Exercise goal
Please print the data shown below without any alteration.

(Available data)

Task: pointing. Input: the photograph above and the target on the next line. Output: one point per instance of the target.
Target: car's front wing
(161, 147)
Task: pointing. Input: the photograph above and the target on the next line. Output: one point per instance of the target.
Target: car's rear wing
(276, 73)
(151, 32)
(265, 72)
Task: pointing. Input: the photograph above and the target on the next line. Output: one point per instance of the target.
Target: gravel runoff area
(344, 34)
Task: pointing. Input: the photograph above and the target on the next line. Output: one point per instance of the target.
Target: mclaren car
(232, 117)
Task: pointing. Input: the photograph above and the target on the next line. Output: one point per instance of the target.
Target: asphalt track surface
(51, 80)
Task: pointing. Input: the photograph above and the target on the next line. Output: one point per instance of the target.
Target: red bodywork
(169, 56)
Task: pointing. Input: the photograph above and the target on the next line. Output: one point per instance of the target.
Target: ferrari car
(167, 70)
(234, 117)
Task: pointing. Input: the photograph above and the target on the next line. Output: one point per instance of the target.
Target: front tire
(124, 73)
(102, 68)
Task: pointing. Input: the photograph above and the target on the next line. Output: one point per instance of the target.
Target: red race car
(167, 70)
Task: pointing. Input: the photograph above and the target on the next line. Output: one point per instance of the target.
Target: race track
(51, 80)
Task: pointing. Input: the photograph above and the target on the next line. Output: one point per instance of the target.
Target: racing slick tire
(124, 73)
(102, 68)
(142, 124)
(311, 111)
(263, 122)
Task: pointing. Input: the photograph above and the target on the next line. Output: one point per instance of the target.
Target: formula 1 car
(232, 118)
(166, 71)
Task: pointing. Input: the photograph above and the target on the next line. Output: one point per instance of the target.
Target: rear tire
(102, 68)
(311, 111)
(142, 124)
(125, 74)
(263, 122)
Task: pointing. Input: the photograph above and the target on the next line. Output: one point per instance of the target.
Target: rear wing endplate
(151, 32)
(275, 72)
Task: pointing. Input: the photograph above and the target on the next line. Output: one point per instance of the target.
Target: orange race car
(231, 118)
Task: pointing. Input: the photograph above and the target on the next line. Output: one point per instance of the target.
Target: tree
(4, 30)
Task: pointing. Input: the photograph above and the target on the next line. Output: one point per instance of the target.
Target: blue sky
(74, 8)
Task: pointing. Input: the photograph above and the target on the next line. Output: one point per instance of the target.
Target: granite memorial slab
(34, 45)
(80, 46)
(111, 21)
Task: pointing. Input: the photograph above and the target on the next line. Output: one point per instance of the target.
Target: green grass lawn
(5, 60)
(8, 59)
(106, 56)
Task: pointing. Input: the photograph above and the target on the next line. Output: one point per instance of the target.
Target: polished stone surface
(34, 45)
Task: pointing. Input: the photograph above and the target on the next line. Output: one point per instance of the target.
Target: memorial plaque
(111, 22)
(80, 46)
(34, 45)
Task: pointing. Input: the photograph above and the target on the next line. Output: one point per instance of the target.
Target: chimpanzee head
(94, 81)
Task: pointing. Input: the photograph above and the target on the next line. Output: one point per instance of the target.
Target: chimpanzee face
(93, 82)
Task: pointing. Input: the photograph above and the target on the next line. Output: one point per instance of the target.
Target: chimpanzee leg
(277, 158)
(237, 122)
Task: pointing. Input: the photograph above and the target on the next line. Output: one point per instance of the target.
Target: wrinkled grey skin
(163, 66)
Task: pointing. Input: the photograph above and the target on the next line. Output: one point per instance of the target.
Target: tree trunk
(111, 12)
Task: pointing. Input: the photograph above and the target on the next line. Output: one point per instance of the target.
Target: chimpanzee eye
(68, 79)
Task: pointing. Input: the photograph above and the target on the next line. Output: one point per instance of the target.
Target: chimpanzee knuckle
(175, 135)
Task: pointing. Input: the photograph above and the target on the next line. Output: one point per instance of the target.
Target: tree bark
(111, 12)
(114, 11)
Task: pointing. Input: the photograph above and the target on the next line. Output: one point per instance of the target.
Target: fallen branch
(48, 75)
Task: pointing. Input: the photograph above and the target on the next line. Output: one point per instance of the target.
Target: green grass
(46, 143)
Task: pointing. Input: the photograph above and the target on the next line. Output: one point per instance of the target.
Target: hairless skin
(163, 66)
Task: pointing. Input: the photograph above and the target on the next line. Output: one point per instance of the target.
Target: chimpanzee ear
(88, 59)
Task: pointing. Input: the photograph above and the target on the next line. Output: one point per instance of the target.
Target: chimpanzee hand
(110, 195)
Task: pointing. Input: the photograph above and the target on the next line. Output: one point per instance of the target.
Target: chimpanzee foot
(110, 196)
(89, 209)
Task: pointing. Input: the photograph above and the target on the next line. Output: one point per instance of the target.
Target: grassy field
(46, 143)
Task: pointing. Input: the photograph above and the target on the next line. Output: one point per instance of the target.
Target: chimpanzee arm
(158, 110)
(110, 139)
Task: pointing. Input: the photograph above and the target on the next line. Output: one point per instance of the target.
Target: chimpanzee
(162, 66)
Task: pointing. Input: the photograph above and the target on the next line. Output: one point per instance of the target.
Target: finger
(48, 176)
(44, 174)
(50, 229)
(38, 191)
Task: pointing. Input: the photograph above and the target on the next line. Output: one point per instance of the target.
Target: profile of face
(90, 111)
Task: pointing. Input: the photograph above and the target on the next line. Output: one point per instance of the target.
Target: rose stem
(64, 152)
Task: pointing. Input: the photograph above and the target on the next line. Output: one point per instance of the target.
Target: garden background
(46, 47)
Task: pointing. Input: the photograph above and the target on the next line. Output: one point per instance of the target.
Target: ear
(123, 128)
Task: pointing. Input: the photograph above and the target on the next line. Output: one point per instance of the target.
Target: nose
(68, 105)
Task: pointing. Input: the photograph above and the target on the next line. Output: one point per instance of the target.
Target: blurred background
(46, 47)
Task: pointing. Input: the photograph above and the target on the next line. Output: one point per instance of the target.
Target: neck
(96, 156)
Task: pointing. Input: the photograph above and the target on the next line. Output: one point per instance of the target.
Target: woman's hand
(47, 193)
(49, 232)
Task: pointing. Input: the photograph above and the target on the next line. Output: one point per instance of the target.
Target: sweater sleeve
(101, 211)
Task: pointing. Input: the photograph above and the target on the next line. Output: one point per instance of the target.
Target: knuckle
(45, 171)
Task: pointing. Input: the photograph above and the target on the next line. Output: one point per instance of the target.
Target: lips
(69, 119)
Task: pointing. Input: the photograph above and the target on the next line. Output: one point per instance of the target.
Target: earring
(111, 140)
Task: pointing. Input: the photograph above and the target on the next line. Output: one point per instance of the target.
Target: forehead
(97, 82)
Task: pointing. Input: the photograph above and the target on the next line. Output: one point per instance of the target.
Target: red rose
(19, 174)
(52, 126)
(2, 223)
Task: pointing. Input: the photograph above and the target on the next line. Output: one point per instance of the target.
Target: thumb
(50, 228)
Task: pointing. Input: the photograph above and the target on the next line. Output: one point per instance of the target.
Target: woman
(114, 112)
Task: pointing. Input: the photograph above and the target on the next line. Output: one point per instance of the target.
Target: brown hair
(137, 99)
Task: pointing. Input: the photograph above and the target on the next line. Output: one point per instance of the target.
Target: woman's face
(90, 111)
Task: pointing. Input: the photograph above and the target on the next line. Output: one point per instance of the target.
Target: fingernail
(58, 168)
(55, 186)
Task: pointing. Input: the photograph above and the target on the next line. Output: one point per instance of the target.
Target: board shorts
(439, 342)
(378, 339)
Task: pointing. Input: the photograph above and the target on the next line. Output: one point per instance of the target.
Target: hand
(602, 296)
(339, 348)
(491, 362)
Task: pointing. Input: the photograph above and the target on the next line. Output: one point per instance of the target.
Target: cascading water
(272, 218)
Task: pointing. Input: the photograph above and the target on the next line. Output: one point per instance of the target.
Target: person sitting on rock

(End Available data)

Solved problem
Task: pointing. Input: the photograph above and the target on the next line. Output: one point per instance of the target.
Target: car's front wing
(161, 147)
Task: pointing. Input: the photograph above and the target on the next line. Output: one point per instance of the target.
Target: car's rear wing
(276, 73)
(151, 32)
(265, 72)
Task: pointing. Input: the photograph above and the target on the next line. Output: one point per instance of the target.
Target: gravel runoff area
(344, 34)
Task: pointing. Input: the photograph above and the target on the next line. Output: one point per instance of the target.
Target: mclaren car
(232, 117)
Task: pointing. Input: the photograph above and the target on the next line. Output: one point per instance of the target.
Target: asphalt track surface
(51, 80)
Task: pointing. Input: the photograph above and the target on the next line. Output: one point per instance of the target.
Target: red bodywork
(169, 56)
Task: pointing. Input: the photograph above and the target on the next line. Output: one point per instance of the target.
Target: ferrari car
(167, 70)
(234, 117)
Task: pointing. Input: the photograph above and the target on the next line. Output: one point per instance of the target.
Target: front tire
(124, 73)
(102, 68)
Task: pointing. Input: the photograph above and the target on the next line. Output: one point per instance of the target.
Target: red race car
(167, 70)
Task: pointing. Input: the photograph above and the target on the next line. Output: one point per instance of the target.
Target: race track
(51, 80)
Task: pointing. Input: the photograph above and the target on the next line. Output: one point per instance of the target.
Target: racing slick tire
(124, 73)
(102, 68)
(142, 124)
(311, 111)
(263, 122)
Task: pointing. Input: the photograph above and the target on the next line. Output: one point per instance of the target.
Target: formula 1 car
(232, 118)
(166, 71)
Task: pointing. Input: the photograph above and the target on the next line. Output: one point per instance of the target.
Target: rear tire
(102, 68)
(311, 111)
(142, 124)
(125, 74)
(263, 122)
Task: pointing. Input: the photograph above and the target on the next line. Output: one point per instance of the target.
Target: rear wing endplate
(151, 32)
(275, 72)
Task: pointing. Input: the photograph above and the target on the next line. Output: one point per instance of the target.
Target: orange race car
(231, 118)
Task: pointing. Input: the photograph above and the target on the next line. Output: one point per instance of the target.
Target: tree
(4, 30)
Task: pointing. Input: the photograph above and the target on the next line. Output: one point per instance of the target.
Target: blue sky
(74, 8)
Task: pointing. Input: the photograph above and the target on the next line. Output: one point per instance of the target.
Target: granite memorial slab
(34, 45)
(80, 46)
(111, 21)
Task: pointing. Input: the photograph above and the target on the next line. Output: one point per instance of the target.
Target: green grass lawn
(5, 60)
(8, 59)
(106, 56)
Task: pointing. Input: the photograph above and the target on the next line. Output: one point per instance of the target.
Target: polished stone surface
(34, 45)
Task: pointing. Input: the photograph above and the target on the next line. Output: one point per instance of the target.
Target: memorial plaque
(111, 22)
(80, 46)
(34, 45)
Task: pointing. Input: the photograph above and the target on the next line. Output: one point per instance of the target.
Target: chimpanzee head
(94, 81)
Task: pointing. Input: the photograph above and the target on the next line. Output: one point per instance of the target.
Target: chimpanzee face
(93, 82)
Task: pointing. Input: the photograph above and the target on the next line. Output: one point per instance of the target.
Target: chimpanzee leg
(277, 158)
(237, 122)
Task: pointing. Input: the photograph above and the target on the next line. Output: one point per instance of the target.
Target: wrinkled grey skin
(163, 66)
Task: pointing. Input: the photograph above and the target on the next line. Output: one point per instance of the target.
Target: tree trunk
(111, 12)
Task: pointing. Input: the photograph above and the target on the next line. Output: one point per instance of the target.
Target: chimpanzee eye
(68, 79)
Task: pointing. Input: the photograph above and the target on the next line. Output: one point per instance of the target.
Target: chimpanzee knuckle
(175, 135)
Task: pointing. Input: the photograph above and the target on the next line. Output: one point per instance of the target.
Target: tree bark
(111, 12)
(114, 11)
Task: pointing. Input: the photograph above and the target on the next line. Output: one point per instance of the target.
Target: fallen branch
(48, 75)
Task: pointing. Input: the photograph above and the target on the next line. Output: one point per instance of the target.
Target: green grass
(46, 143)
Task: pointing. Input: the photograph above and the target on the next line. Output: one point per instance of the target.
Target: hairless skin
(163, 66)
Task: pointing. Input: the photograph above and the target on the next line. Output: one point per instance of the target.
Target: chimpanzee ear
(88, 59)
Task: pointing. Input: the photograph above and the target on the next line. Output: one point per instance of the target.
Target: chimpanzee hand
(110, 195)
Task: pointing. Input: the photograph above and the target on the next line. Output: one point per instance of the target.
Target: chimpanzee foot
(110, 196)
(89, 209)
Task: pointing. Input: the photograph above and the target on the next line. Output: one point per instance of the target.
Target: grassy field
(46, 143)
Task: pointing. Input: the photograph above and the target on the next line. Output: one point per instance of the target.
Target: chimpanzee arm
(158, 110)
(110, 139)
Task: pointing. Input: the photograph above and the target on the next line. Output: one point per instance of the target.
Target: chimpanzee
(162, 66)
Task: pointing. Input: the photograph above and the target on the next line. Output: one point per instance of the target.
Target: finger
(48, 176)
(44, 174)
(50, 229)
(38, 191)
Task: pointing. Input: the photograph above and the target on the next line. Output: one point per instance of the target.
Target: profile of face
(90, 111)
Task: pointing. Input: the photograph above and the target on the next line. Output: one point per instance of the target.
Target: rose stem
(64, 152)
Task: pointing. Input: the photograph above and the target on the next line. Output: one point per instance of the target.
Target: garden background
(46, 47)
Task: pointing. Input: the photograph above and the target on the next line. Output: one point per instance of the target.
Target: ear
(123, 128)
Task: pointing. Input: the photograph above and the target on the next line. Output: one point per instance of the target.
Target: nose
(68, 105)
Task: pointing. Input: the photograph above and the target on the next line. Output: one point per instance of the target.
Target: blurred background
(46, 47)
Task: pointing. Input: the photograph above and the target on the next line. Output: one point per instance of the target.
Target: neck
(96, 156)
Task: pointing. Input: the photograph above and the target on the next line. Output: one point per instance of the target.
Target: woman's hand
(47, 193)
(49, 232)
Task: pointing. Input: the photograph above and the target on the next line. Output: one point per instance of the target.
Target: sweater sleeve
(101, 211)
Task: pointing. Input: the photograph above and the target on the next line. Output: one point per instance of the target.
Target: knuckle
(45, 171)
Task: pointing. Input: the photograph above and the target on the next line. Output: one point per instance of the target.
Target: lips
(69, 119)
Task: pointing. Input: the photograph above and the target on the next line. Output: one point per instance of the target.
Target: earring
(111, 140)
Task: pointing. Input: the photograph above and the target on the next line. Output: one point per instance of the target.
Target: forehead
(97, 82)
Task: pointing. Input: the photograph above and the target on the next line. Output: one point per instance of the target.
Target: red rose
(19, 174)
(52, 126)
(2, 223)
Task: pointing. Input: the photograph above and the target on the next line. Output: one point per instance of the target.
Target: thumb
(50, 228)
Task: pointing. Input: the photograph above and the target on the next line. Output: one point per instance of the target.
Target: woman
(114, 112)
Task: pointing. Input: the photograph above and the target on the next line. Output: one point per instance of the target.
Target: brown hair
(137, 99)
Task: pointing. Input: the photograph above and the target on the next line. Output: one point per instance of the target.
Target: woman's face
(90, 111)
Task: pointing. Input: the photograph above and the target on the next line. Output: one point per instance of the target.
Target: fingernail
(58, 168)
(55, 186)
Task: pointing. Input: the photograph above and the target on the next line. Output: one point per instance of the target.
Target: board shorts
(439, 342)
(378, 339)
Task: pointing. Input: the photograph above and the target on the next line. Output: one point per instance of the target.
Target: hand
(602, 296)
(339, 348)
(491, 362)
Task: pointing. Input: the photograph above and the target on the next line. Output: one point per instance of the target.
Target: cascading water
(272, 218)
Task: pointing. Input: the photograph above and the target on the next line. Output: one point per instance of the target.
Target: person sitting on rock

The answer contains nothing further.